The task:
Reproduce the passage on why utilitarianism appeals to smart people verbatim, in full.

In this post I try to give some reasons why there are so many utilitarians among smart people, from personal experience reading things on the net. The point of this post is not to criticise or defend utilitarianism, just offer a presentation of the reasons why some people, I think, tend to favour it. I begin with a quote from Loren Lomasky, defining what we are talking about. You can also go to the SEP.

For present purposes, a theory is said to be (more or less) utilitarian to the extent it satisfies the following eight conditions, ordered roughly in descending importance

1. Consequentialism. The rightness or wrongness of actions, desirability or undesirability of rules, admirability or unattractiveness of dispositions of character, and similar appraisals are ultimately a function of the nature of the consequences they actually, probably, or for the most part generate. It may be more perspicuous to phrase the condition negatively: nothing other than the quality of consequences is an ultimate determinant of moral value.

2. Comparativeness. Evaluations are comparative. The recommended action, rule, disposition, etc. is that which achieves a consequential payoff higher than that of feasible alternatives. So, for example, an action that generates considerable misery will be the right action should it be the case that all other actions open to the agent would produce yet greater misery; one that yields joy for thousands is wrong if another course yields joy for millions.

3. Individualism. The units of utility are reckoned in the coin of the well-being of distinct individuals. In classical versions of utilitarianism these units are pleasure/absence of pain; subsequent formulations fasten on preference-satisfaction as basic.

4. Universalism. Everyone’s well-being matters. This is laudably simple. Not so simple, however, is nailing down the scope of ‘everyone.’ Does it include/exclude non-human animals, potential but non-actual persons, and so on? Different thinkers advance different scope judgments.

5. Aggregationism. Overall social assessments (also known as “social welfare functions”) are an additive function of the well-being of all affected parties. Each is to count equally with every other. However, because the capacity of some to experience pleasure/satisfy important preferences may be greater than that of others, it does not follow that these “equal” parties will enjoy similar influence within the calculus.

Records provided:
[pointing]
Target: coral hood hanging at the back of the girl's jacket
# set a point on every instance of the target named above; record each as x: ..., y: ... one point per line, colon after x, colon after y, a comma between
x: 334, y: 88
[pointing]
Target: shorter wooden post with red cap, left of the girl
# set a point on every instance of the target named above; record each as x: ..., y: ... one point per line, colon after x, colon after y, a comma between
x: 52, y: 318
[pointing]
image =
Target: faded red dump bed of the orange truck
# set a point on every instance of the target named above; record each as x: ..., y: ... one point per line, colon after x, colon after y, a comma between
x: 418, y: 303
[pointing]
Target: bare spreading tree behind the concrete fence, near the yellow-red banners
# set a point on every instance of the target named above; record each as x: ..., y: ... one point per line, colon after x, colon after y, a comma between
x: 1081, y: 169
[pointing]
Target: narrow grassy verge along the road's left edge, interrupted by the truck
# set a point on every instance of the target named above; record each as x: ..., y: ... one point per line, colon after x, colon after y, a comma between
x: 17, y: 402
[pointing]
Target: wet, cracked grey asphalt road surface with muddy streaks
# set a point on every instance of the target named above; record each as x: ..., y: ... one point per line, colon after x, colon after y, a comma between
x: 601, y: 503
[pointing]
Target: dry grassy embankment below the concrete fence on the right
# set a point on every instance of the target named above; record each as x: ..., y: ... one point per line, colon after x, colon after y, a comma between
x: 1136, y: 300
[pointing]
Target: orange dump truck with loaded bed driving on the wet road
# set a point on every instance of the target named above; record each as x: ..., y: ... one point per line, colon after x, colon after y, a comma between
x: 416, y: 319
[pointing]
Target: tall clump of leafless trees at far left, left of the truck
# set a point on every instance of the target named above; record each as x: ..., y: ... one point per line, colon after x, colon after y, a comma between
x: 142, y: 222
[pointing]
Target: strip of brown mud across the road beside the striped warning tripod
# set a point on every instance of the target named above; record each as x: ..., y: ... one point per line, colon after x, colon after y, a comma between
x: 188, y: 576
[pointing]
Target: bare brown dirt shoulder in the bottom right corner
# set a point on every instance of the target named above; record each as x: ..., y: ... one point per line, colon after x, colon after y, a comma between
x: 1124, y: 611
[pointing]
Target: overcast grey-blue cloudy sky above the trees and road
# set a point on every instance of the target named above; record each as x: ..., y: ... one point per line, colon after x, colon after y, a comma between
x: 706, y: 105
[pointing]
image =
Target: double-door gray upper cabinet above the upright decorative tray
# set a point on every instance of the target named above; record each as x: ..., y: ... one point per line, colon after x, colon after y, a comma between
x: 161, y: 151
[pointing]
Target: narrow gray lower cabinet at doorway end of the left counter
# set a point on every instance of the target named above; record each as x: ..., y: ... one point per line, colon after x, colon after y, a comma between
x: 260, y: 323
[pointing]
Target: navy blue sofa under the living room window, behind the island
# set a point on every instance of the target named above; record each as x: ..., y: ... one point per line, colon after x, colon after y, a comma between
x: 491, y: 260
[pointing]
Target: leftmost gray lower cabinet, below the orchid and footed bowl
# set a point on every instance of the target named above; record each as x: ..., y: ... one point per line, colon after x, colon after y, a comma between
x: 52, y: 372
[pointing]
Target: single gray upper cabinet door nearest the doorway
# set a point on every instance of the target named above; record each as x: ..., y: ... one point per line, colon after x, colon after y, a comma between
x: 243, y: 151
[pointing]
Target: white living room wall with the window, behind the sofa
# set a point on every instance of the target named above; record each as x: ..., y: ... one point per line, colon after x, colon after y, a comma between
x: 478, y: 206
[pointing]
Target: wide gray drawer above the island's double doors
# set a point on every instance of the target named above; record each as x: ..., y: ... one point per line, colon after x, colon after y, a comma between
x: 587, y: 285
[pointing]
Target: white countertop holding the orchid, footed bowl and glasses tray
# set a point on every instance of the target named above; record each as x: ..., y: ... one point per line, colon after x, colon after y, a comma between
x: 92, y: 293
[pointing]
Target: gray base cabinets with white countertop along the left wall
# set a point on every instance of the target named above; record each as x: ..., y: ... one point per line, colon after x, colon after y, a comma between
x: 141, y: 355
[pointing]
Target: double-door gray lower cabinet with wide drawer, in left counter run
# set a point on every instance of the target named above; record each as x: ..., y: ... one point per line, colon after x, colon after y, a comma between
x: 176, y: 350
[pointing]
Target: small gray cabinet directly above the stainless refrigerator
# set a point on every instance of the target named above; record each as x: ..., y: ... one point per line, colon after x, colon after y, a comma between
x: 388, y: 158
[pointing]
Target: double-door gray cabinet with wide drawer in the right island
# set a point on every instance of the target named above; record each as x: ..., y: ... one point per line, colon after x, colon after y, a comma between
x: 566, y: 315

Answer to the exercise:
In this post I try to give some reasons why there are so many utilitarians among smart people, from personal experience reading things on the net. The point of this post is not to criticise or defend utilitarianism, just offer a presentation of the reasons why some people, I think, tend to favour it. I begin with a quote from Loren Lomasky, defining what we are talking about. You can also go to the SEP.

For present purposes, a theory is said to be (more or less) utilitarian to the extent it satisfies the following eight conditions, ordered roughly in descending importance

1. Consequentialism. The rightness or wrongness of actions, desirability or undesirability of rules, admirability or unattractiveness of dispositions of character, and similar appraisals are ultimately a function of the nature of the consequences they actually, probably, or for the most part generate. It may be more perspicuous to phrase the condition negatively: nothing other than the quality of consequences is an ultimate determinant of moral value.

2. Comparativeness. Evaluations are comparative. The recommended action, rule, disposition, etc. is that which achieves a consequential payoff higher than that of feasible alternatives. So, for example, an action that generates considerable misery will be the right action should it be the case that all other actions open to the agent would produce yet greater misery; one that yields joy for thousands is wrong if another course yields joy for millions.

3. Individualism. The units of utility are reckoned in the coin of the well-being of distinct individuals. In classical versions of utilitarianism these units are pleasure/absence of pain; subsequent formulations fasten on preference-satisfaction as basic.

4. Universalism. Everyone’s well-being matters. This is laudably simple. Not so simple, however, is nailing down the scope of ‘everyone.’ Does it include/exclude non-human animals, potential but non-actual persons, and so on? Different thinkers advance different scope judgments.

5. Aggregationism. Overall social assessments (also known as “social welfare functions”) are an additive function of the well-being of all affected parties. Each is to count equally with every other. However, because the capacity of some to experience pleasure/satisfy important preferences may be greater than that of others, it does not follow that these “equal” parties will enjoy similar influence within the calculus.